_Given instruction 1_
Count how many lines of the entries below contain the word "arch". Reply with the number alone.

_Document passage_
*-*-*
Dynamics of pseudo-automorphisms of birational maps of complex 2- and 3-space

Eric Bedford

We will present examples of compact, complex manifolds which carry automorphisms of positive entropy.  Such automorphisms carry rich dynamical behaviors.  The mappings are easy to write down since the coordinate functions are rational, and the corresponding manifolds are obtained by blowing up projective space.  Our presentation will be organized around an extended discussion of the map  f(x,y) = (y, (y+a)/ (x+b))  and its 3-dimensional analogue.


Classifications of gradient Ricci solitons

Huai-Dong Cao(曹怀东)

Ricci solitons are natural extensions of Einstein metrics. They are also special solutions to Hamilton's Ricci flow and often arise as dilation limits of singularities in the Ricci flow. In this talk we will discuss geometry of gradient Ricci solitons and survey some recent progress on their classifications.


Heat kernels of a class of degenerate elliptic operators

Der-Chen Chang(张德健)
*-*-*
Labeled-object pointing entries

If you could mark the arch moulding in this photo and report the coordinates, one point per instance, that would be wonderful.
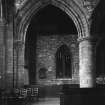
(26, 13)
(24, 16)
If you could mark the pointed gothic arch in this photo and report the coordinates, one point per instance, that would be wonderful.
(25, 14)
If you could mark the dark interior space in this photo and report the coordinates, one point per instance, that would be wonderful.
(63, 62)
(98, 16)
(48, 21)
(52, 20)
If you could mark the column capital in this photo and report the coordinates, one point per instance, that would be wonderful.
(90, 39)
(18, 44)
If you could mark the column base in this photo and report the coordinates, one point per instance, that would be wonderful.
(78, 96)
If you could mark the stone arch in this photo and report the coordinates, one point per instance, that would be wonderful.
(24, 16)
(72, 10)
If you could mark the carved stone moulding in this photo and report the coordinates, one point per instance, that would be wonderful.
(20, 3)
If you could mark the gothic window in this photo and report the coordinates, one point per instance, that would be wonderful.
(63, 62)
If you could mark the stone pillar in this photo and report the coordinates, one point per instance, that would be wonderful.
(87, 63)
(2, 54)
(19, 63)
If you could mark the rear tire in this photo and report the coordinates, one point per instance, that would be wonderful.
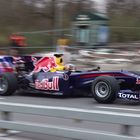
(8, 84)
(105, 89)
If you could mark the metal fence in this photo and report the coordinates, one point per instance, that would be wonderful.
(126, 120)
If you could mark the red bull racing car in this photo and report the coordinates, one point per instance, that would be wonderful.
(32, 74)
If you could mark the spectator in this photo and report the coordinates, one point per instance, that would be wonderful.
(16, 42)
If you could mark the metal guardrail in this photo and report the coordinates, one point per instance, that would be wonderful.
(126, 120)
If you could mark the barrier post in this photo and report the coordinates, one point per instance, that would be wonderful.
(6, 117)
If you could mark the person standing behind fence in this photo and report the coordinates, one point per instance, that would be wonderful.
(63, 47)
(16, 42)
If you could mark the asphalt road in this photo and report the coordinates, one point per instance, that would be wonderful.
*-*-*
_Given instruction 2_
Write out the stretch of the talk abstracts above from "We will present" through "Der-Chen Chang(张德健)", substituting "varieties" for each occurrence of "manifolds".

_Full response 1_
3

_Full response 2_
We will present examples of compact, complex varieties which carry automorphisms of positive entropy.  Such automorphisms carry rich dynamical behaviors.  The mappings are easy to write down since the coordinate functions are rational, and the corresponding varieties are obtained by blowing up projective space.  Our presentation will be organized around an extended discussion of the map  f(x,y) = (y, (y+a)/ (x+b))  and its 3-dimensional analogue.


Classifications of gradient Ricci solitons

Huai-Dong Cao(曹怀东)

Ricci solitons are natural extensions of Einstein metrics. They are also special solutions to Hamilton's Ricci flow and often arise as dilation limits of singularities in the Ricci flow. In this talk we will discuss geometry of gradient Ricci solitons and survey some recent progress on their classifications.


Heat kernels of a class of degenerate elliptic operators

Der-Chen Chang(张德健)